===== PAGE EXTRACT =====

Well, we bought it anyway. And almost by accident. After having one offer rejected by the seller three months earlier, and another ignored a month after that, we assumed we would not be flipping Murder Manor this summer or any other. It’s just as well, we thought at the time (ironically, I realize only now.) We had more than enough on our plate as it was. If our offer had been accepted, we reasoned, we may not have the funds to finish the Craftsman and get it on the market by June.
And then, as if to prove fate has a sense of humor, our realtor called to say congratulations. The seller had reconsidered and accepted our offer after all. Which obviously meant that the previous buyers had found something seriously wrong with the place (besides the weird lighting and the scary flooring) and wanted nothing more to do with it. Or the appraiser had found something seriously wrong with the place (besides the missing and saggy ceilings, and the gaping holes in the roof) and the previous buyer’s bank had refused to fund the purchase.
Big deal, we scoffed as we prepared to sign the contract. By then we had renovated so many properties, we were no longer afraid of surprises. In fact, so accustomed were we to bombshell revelations, you couldn’t have shocked us if you’d hidden electrical wire between a sheet of drywall and a layer of mud, handed me a hammer, and told me to hang up a picture.
That may have shocked us six years ago. But it would not have shocked us six weeks ago. Or even six months ago. Now we know to check for wayward wiring before we cut or hammer into anything. Especially when dealing with distressed properties. Ah, life’s teachable moments…
Anyway, even after all of that, it wasn’t long before we were asking ourselves some familiar questions. Like, “Isn’t this a cool layout?” And, “Wouldn’t it be great to have a fireplace again?” And, “Can you imagine sitting here every morning/afternoon/evening and not having to watch the neighbor’s dog do its business while we’re eating breakfast/lunch/dinner?”

===== STUDY MATERIAL =====

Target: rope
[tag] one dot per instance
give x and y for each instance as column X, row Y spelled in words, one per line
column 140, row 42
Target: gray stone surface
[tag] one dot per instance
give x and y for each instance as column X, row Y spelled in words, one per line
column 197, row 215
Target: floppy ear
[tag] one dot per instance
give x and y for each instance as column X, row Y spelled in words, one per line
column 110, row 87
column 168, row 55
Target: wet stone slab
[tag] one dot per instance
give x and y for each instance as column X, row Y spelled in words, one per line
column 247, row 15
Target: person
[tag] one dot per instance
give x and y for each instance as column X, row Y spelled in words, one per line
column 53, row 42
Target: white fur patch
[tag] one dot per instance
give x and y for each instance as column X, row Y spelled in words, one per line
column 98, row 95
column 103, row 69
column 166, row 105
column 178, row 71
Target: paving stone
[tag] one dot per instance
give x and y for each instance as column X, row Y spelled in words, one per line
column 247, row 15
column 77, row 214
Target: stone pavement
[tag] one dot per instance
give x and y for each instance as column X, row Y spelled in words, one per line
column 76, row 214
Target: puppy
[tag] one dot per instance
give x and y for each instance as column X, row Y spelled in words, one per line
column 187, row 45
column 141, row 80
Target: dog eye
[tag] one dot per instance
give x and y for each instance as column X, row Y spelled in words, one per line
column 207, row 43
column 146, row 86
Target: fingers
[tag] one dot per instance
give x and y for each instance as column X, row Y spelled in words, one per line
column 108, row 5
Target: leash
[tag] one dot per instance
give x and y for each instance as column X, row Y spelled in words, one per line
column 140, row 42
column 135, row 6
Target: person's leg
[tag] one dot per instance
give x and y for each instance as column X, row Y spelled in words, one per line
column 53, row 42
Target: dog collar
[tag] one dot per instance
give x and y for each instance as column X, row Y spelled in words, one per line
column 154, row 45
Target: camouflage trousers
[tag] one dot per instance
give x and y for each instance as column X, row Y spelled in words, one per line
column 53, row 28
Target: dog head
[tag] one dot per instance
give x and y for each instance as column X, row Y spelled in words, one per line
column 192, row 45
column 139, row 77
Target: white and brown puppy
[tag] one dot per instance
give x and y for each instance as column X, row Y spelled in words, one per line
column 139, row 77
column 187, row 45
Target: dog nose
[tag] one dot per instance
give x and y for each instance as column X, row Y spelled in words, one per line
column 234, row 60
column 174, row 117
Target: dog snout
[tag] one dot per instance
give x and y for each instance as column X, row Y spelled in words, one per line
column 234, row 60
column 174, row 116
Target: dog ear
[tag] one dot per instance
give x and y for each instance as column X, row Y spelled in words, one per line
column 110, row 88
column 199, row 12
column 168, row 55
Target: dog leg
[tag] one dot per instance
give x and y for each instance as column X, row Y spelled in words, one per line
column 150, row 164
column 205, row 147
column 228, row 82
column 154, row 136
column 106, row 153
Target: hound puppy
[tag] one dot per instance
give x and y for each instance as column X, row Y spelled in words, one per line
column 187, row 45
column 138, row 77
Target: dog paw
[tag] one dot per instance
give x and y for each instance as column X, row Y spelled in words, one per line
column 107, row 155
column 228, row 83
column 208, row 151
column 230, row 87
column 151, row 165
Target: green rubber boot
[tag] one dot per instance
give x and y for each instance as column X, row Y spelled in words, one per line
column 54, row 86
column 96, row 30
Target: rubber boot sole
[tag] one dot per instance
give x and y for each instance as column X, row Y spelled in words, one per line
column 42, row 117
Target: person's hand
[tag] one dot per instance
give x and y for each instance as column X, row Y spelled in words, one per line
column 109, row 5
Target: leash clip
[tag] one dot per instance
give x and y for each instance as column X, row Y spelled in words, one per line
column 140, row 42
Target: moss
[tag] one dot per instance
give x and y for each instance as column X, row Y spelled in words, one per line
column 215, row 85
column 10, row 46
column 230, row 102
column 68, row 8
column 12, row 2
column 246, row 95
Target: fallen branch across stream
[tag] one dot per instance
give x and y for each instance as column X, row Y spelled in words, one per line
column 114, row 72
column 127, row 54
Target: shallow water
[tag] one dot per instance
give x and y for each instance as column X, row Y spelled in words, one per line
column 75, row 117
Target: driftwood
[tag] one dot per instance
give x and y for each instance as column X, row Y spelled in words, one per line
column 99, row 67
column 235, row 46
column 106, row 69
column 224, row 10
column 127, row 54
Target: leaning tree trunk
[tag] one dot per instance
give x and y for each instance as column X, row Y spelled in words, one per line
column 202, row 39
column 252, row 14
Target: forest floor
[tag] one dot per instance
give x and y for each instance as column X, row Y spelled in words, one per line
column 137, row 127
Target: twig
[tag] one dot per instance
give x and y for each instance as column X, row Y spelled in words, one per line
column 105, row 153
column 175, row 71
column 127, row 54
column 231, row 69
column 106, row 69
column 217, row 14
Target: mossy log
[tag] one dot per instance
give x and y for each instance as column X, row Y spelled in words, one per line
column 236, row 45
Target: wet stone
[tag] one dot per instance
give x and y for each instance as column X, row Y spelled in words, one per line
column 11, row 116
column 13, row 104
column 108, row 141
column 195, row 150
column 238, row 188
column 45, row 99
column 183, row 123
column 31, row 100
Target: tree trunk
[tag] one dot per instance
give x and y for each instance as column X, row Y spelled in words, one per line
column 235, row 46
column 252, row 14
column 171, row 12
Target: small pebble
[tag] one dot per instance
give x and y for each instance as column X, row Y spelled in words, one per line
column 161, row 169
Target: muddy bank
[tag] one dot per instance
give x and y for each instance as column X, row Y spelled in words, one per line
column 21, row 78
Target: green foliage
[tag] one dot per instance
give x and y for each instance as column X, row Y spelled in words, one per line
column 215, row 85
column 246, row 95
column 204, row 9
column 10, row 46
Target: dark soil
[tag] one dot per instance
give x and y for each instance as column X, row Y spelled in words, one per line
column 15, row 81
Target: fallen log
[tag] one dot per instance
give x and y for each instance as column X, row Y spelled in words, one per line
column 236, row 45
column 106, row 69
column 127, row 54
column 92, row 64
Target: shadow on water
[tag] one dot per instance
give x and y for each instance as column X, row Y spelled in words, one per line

=====

TASK TO CARRY OUT:
In the account of buying Murder Manor, which property did the buyers worry they might not have the funds to finish and get on the market by June? The records come from a different source than the text.

TASK OUTPUT:
The Craftsman.